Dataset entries

------------------------------------------------------------

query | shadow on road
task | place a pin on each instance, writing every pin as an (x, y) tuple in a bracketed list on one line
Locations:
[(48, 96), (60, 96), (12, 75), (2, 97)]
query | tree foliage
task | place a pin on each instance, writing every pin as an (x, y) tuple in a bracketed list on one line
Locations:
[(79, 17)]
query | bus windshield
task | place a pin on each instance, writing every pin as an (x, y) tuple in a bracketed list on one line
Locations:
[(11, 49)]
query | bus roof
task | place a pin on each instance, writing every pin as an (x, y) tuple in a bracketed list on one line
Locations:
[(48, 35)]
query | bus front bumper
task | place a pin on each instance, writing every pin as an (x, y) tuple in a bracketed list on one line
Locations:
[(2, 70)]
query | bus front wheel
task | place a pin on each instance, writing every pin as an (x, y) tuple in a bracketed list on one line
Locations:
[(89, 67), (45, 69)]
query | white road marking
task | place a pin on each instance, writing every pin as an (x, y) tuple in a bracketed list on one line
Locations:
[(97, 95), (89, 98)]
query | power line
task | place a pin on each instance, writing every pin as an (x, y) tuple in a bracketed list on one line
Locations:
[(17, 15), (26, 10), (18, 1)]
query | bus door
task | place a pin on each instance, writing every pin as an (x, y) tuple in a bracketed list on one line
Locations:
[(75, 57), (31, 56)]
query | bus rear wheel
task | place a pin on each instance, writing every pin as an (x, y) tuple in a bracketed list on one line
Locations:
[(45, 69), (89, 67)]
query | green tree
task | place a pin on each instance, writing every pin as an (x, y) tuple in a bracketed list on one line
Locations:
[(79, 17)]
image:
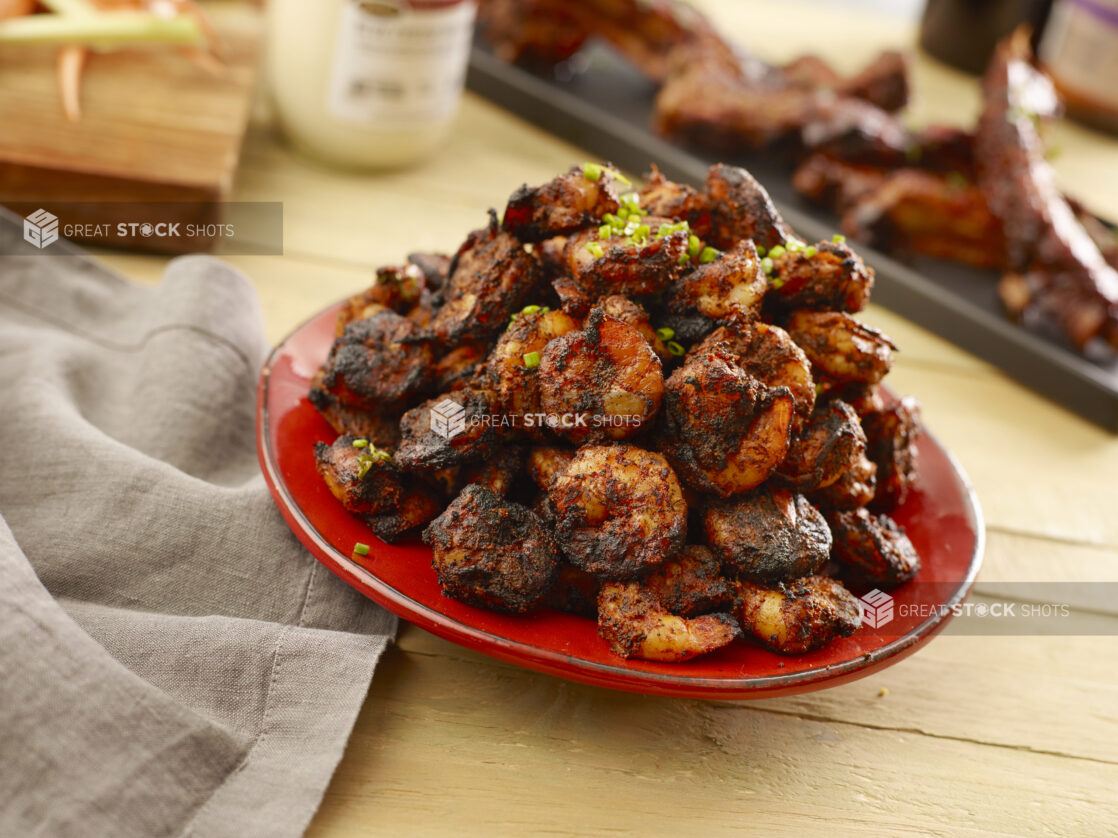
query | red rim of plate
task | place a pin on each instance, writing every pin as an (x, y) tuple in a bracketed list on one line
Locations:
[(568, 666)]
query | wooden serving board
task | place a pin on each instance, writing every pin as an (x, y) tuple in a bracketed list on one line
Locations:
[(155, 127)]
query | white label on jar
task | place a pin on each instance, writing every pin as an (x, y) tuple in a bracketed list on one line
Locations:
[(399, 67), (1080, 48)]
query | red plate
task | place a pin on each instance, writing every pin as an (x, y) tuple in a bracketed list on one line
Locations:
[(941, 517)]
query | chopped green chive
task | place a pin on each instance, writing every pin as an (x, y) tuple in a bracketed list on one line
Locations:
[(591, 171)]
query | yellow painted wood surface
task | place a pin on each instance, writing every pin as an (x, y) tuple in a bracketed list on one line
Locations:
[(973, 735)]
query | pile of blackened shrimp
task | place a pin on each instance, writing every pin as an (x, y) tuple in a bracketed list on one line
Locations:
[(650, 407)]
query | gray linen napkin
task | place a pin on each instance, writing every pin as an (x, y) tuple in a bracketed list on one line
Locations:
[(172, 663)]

------------------------------------------------------------

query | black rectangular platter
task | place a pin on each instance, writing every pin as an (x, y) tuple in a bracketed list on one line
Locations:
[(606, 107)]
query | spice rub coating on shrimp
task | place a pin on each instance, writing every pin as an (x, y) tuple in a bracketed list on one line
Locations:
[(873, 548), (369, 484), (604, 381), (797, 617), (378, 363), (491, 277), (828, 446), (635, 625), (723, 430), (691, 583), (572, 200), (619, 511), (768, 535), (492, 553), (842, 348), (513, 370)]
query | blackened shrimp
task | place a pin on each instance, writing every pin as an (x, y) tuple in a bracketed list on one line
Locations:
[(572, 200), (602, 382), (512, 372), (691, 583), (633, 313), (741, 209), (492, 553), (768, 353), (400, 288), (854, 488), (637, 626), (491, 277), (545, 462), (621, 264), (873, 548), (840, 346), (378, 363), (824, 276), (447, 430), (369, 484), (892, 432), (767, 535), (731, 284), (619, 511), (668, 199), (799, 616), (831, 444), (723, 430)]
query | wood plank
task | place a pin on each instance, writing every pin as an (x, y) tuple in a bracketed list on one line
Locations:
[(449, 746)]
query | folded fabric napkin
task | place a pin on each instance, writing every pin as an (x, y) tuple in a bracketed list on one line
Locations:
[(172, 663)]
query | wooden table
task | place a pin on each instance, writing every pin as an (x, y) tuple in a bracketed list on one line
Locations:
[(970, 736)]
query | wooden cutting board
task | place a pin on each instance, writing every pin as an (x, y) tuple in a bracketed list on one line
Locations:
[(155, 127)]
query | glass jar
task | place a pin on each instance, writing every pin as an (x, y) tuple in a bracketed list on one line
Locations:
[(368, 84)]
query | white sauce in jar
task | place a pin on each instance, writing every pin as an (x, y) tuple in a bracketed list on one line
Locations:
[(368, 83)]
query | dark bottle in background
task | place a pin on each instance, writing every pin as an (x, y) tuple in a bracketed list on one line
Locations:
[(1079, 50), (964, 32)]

------------------------------------------------------------

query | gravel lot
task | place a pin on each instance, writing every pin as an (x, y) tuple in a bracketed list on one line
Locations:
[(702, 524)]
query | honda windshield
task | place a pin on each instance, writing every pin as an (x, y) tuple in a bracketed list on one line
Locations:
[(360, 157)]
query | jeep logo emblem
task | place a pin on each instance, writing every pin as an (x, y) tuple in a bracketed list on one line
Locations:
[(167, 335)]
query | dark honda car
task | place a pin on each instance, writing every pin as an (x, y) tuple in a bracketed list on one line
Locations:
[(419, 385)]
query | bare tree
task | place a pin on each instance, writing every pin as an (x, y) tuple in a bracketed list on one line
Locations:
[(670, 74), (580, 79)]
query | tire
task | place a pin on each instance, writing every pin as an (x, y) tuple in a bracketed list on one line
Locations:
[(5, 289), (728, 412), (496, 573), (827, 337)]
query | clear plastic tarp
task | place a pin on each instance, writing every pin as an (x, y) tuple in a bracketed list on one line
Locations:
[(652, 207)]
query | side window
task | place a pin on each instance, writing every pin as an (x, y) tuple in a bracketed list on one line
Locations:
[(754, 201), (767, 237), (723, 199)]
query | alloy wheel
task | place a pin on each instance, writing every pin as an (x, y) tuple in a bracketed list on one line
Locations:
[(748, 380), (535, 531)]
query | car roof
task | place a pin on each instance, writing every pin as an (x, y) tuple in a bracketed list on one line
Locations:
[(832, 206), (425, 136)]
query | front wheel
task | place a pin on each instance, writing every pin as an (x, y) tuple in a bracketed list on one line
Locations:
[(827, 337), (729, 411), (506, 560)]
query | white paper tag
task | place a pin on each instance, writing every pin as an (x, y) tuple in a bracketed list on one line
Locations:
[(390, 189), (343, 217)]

------------------------------------------------------------

Task to complete
Search the entries for the string "white" and copy each line where it occurs.

Answer section
query | white road marking
query | white label on jar
query | white sauce in jar
query | white paper tag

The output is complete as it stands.